Excerpt provided:
--------------------

# Quiting smoking I am doing it...



## Bugpac (May 16, 2010)

After smoking for about 20 yrs i am officially on day 5, I had to get stuck in the hospital to do it but i am doing it, I am sticking to it... On another note i havent been here much this week as i got a bad infection in my right leg that put me in the hospital for 4 days, I am not out of the woods yet, they been giving me antibiotics, I got to come home today with about 50% swelling and redness left, to most they would be saying get to the er quick if you seen it now, anyhow i got to monitor it closely and if it woprsens at all i will be back for another 5 day stint, the docs are certain they got it under a bag and the oral antibiotics will finish it off for me.. So thats my life this week..


----------



## dyeguy1212 (May 16, 2010)

Sorry to hear that man, but I'm really glad to hear you're kicking cigarettes. I've (fortunately) never had to try to kick a habit like that, but I imagine its tough. If we see a big spike in the number of bannings, we'll know why :lol: 


Good luck and get well man.


----------



## jigster60 (May 16, 2010)

=D> =D> =D> Congrats on the stop smoking .....Keep us informed on how ya doing with the other problem...Hang in there bro....... JIGGY


----------



## Workdawg (May 16, 2010)

Hang in there Bugpac..I quit 5 years ago after smoking for 41 years doing 3 packs a day...Believe me it will get easier the longer you hang with it. Hope the infection gets better soon... =D> =D>


----------



## Jim (May 16, 2010)

Wow Bugpac, hope all goes well! [-o< 

Good luck with the expensive, unhealthy, stinky habit. :wink: 

I quit those when my son was Born.....9/11/01. I still get an urge now and then.


----------



## perchin (May 16, 2010)

Good job man,
The first few weeks are the hardest. It will be a full year without smoking for me in june. I still can't brew coffee in the morning before work, Something about the sound of it perking and the smell through the house :shock: :shock: It makes my skin crawl, and chest tighten with anxiety. You'll have to learn to do things again, but without ciggs. I used to get up start the coffee and smoke 2 or 3 while it brewed, now I just stop at the gas station for a quick cup  

On a side note Sorry to hear about your leg..... prayers sent out for ya man.


----------



## .:Crosby:. (May 16, 2010)

Just don't get addicted to nicorette now lol
I worked with an old man who quit somking about 10 years ago
Problem is he has been chewing niccortte ever since!

Good luck and hope your leg gets better!


----------



## LoweRider (May 16, 2010)

Congrats on quitting smoking, I know it isn't fun , Feb 23rd was a year for me, the other post was right the longer you go the easier it gets . Best luck beating that infection too. You have my prayers for both! Pleas let us know how you are doing as time goes on


----------



## BassAddict (May 16, 2010)

Good luck with the smoking Bug, out of all the things I quit I find quitting smoking the hardest (yes I still steal one now and again!) Hope that knee heals up too, keep us informed on how things go.


----------



## Bugpac (May 16, 2010)

Thanks guys, so far the knee is not getting worse, I am developing a large cist on it now tho, it was tiny when i left, I think as the swelling goes down it is getting more visible, once that sucker gives ill probbaly feel 100% better, they didn't want to stick any needles in it and risk spreading the infection to the joint, he said it would go naturally but if it gets to big then they will relieve it.

--------------------

Dataset excerpts:
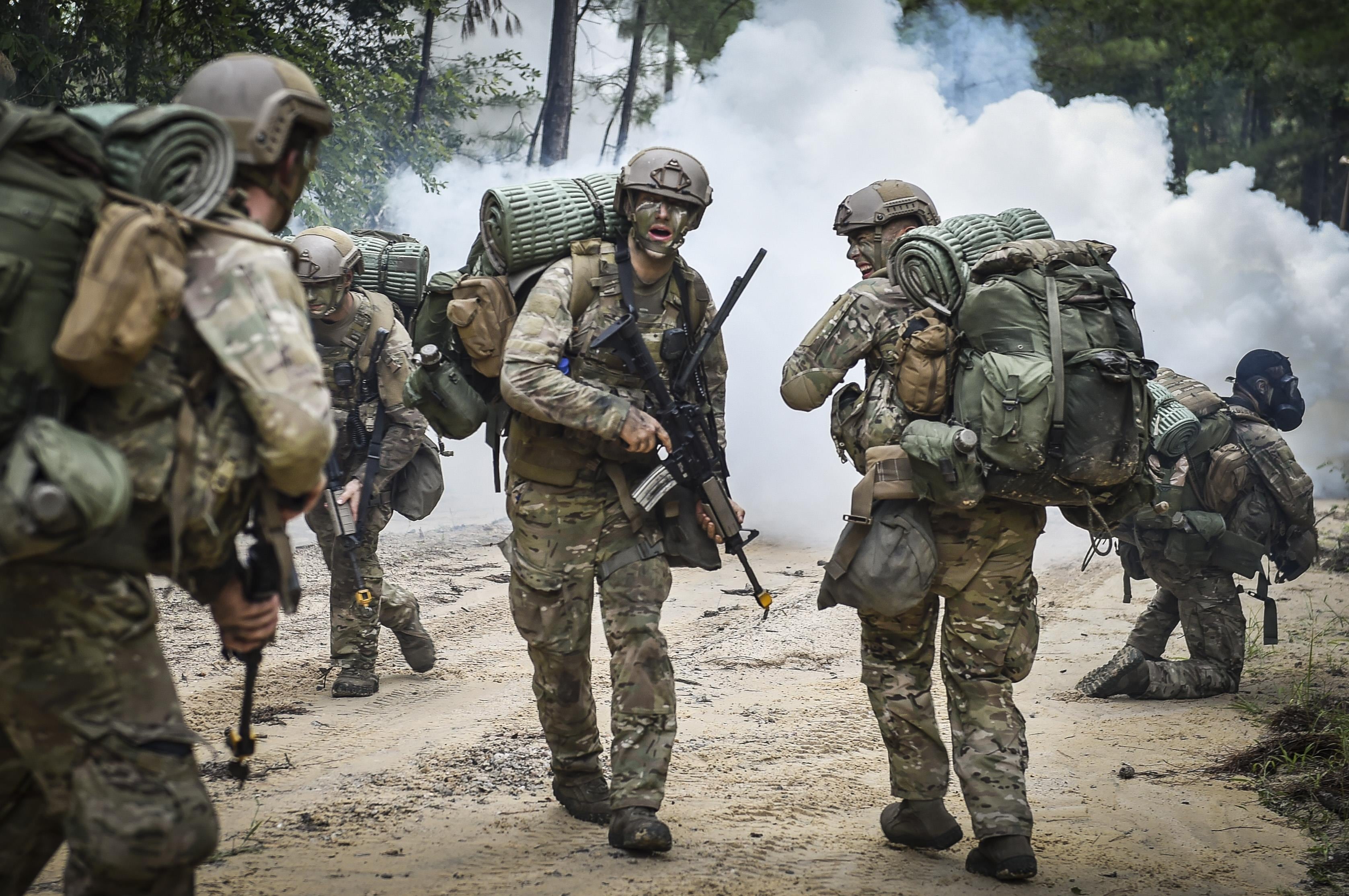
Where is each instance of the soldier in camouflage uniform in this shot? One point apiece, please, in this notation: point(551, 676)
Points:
point(228, 405)
point(1247, 476)
point(346, 319)
point(991, 629)
point(575, 445)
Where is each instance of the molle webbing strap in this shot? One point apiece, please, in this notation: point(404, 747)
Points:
point(1051, 296)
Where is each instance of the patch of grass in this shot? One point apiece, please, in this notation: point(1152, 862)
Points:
point(1300, 767)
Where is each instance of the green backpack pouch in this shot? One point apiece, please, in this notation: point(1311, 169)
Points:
point(58, 486)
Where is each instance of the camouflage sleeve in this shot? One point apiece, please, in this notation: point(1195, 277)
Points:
point(531, 381)
point(405, 426)
point(837, 342)
point(248, 307)
point(714, 366)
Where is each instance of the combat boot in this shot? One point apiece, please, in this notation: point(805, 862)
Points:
point(639, 830)
point(920, 824)
point(1124, 674)
point(585, 797)
point(1007, 857)
point(417, 647)
point(353, 682)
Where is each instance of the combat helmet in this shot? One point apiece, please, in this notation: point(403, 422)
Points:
point(327, 256)
point(883, 201)
point(261, 98)
point(665, 172)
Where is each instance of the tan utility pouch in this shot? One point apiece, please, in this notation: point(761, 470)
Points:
point(889, 477)
point(920, 379)
point(130, 287)
point(482, 311)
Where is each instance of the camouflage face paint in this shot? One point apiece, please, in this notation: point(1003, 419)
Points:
point(657, 233)
point(324, 297)
point(866, 252)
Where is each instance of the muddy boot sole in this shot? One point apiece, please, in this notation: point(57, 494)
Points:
point(355, 687)
point(419, 650)
point(639, 832)
point(905, 829)
point(1010, 868)
point(585, 799)
point(1124, 674)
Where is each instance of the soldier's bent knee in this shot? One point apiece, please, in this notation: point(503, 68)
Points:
point(138, 810)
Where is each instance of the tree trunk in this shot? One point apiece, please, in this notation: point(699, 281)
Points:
point(634, 73)
point(137, 57)
point(424, 73)
point(562, 69)
point(669, 63)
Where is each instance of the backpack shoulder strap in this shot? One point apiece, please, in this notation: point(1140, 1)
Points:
point(381, 318)
point(587, 264)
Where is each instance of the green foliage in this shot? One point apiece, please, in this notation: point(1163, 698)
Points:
point(1266, 84)
point(365, 56)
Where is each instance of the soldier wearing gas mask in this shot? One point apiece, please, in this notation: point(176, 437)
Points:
point(347, 320)
point(1235, 497)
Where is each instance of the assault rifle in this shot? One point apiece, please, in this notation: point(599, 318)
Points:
point(694, 461)
point(270, 568)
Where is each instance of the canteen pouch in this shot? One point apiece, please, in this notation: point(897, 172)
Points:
point(444, 396)
point(885, 567)
point(130, 287)
point(942, 474)
point(420, 485)
point(920, 378)
point(482, 311)
point(92, 474)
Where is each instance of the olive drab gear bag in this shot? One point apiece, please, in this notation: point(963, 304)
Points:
point(1054, 378)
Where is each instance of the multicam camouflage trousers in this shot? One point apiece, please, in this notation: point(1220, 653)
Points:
point(989, 636)
point(94, 748)
point(559, 539)
point(355, 629)
point(1205, 604)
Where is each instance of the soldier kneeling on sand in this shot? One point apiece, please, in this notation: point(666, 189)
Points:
point(1239, 494)
point(368, 407)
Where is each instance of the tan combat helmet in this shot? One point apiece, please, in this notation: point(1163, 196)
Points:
point(665, 172)
point(327, 253)
point(261, 99)
point(883, 201)
point(327, 258)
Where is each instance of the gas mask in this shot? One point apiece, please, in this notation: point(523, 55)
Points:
point(1286, 404)
point(324, 296)
point(679, 222)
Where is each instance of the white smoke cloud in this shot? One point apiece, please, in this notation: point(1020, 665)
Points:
point(811, 102)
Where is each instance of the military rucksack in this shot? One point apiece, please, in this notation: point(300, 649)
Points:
point(1053, 378)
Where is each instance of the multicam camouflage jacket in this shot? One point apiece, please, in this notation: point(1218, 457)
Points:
point(591, 401)
point(865, 323)
point(351, 344)
point(231, 397)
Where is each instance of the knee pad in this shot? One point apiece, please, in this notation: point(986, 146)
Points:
point(138, 813)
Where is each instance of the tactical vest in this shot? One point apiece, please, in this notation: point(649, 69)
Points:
point(873, 415)
point(353, 355)
point(559, 455)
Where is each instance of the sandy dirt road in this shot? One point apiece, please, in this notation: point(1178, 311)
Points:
point(439, 785)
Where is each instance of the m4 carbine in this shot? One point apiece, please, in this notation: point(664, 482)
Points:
point(694, 461)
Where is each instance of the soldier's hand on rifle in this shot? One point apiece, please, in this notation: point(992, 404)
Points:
point(710, 527)
point(351, 496)
point(244, 625)
point(641, 432)
point(289, 512)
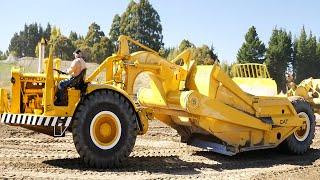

--------------------

What to produce: Starting at "Hang in there Bugpac..I" and ending after "Jim (May 16, 2010)", give that part of the forum thread on quitting smoking again, switching "41 years" to "forty-one years".

Problem solution:
Hang in there Bugpac..I quit 5 years ago after smoking for forty-one years doing 3 packs a day...Believe me it will get easier the longer you hang with it. Hope the infection gets better soon... =D> =D>


----------



## Jim (May 16, 2010)